• **Exercise prompt**
Convert the rows starting at the line containing "of the long" and ending at the line containing "<point>84,398</point>" into a two-column CSV with the headers instruction and response. Give one CSV record per row, with its text and its answer each in a single quoted field and any line breaks replaced by spaces.

• **Data provided**
■ ■ ■ ■
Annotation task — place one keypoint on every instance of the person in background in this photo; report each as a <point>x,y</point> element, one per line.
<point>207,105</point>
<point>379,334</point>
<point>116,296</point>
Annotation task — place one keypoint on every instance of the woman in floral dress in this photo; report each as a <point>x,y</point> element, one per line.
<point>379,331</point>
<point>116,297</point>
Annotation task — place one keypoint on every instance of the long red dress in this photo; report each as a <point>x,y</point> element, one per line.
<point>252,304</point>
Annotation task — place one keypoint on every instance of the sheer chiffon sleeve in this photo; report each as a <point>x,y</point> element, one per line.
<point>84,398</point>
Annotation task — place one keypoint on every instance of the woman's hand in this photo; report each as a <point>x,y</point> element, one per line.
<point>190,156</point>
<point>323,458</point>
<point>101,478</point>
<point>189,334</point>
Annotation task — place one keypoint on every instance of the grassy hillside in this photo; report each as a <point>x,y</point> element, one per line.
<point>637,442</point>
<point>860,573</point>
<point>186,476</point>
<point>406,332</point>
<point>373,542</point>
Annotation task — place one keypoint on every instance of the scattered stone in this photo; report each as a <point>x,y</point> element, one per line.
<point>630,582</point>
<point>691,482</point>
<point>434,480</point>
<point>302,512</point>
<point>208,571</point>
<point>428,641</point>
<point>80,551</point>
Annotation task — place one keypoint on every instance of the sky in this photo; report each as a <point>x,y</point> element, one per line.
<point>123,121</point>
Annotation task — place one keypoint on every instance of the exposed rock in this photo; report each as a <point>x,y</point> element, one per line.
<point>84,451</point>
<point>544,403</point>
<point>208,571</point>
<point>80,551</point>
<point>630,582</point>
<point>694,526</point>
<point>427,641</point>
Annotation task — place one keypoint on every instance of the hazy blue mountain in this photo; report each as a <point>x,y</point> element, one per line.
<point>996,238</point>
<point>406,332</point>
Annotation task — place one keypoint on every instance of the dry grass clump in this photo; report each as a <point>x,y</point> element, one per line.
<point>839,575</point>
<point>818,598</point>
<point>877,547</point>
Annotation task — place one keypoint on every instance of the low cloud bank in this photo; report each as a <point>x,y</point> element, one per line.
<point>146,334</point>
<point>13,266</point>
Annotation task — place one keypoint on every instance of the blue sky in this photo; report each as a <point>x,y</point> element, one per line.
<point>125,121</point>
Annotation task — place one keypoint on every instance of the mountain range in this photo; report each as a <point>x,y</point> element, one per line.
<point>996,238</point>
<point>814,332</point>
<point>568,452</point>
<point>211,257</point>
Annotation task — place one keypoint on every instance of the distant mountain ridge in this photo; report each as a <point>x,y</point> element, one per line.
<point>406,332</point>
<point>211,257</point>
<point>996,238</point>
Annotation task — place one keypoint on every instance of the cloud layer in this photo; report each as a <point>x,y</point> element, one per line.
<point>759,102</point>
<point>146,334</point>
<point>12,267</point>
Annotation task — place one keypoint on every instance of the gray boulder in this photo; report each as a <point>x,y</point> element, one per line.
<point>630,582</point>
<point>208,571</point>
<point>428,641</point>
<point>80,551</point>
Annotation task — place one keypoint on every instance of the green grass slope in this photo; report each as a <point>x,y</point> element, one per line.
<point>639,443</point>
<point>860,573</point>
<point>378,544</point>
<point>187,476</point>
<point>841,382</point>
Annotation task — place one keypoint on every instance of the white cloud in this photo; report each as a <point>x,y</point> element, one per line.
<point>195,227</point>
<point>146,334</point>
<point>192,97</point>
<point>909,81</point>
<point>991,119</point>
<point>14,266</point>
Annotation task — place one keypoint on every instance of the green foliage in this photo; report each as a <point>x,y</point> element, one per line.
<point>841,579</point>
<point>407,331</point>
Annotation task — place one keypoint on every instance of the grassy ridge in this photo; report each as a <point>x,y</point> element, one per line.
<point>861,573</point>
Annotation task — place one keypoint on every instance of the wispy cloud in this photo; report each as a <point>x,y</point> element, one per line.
■ ■ ■ ■
• **Result of the task**
instruction,response
"Annotation task — place one keypoint on every instance of the long red dress in this photo; report each as a <point>x,y</point> element, one per line.","<point>252,304</point>"
"Annotation task — place one keypoint on every instance of the sheer chiffon sleeve in this photo; report each as a <point>x,y</point> element, one per line.","<point>84,398</point>"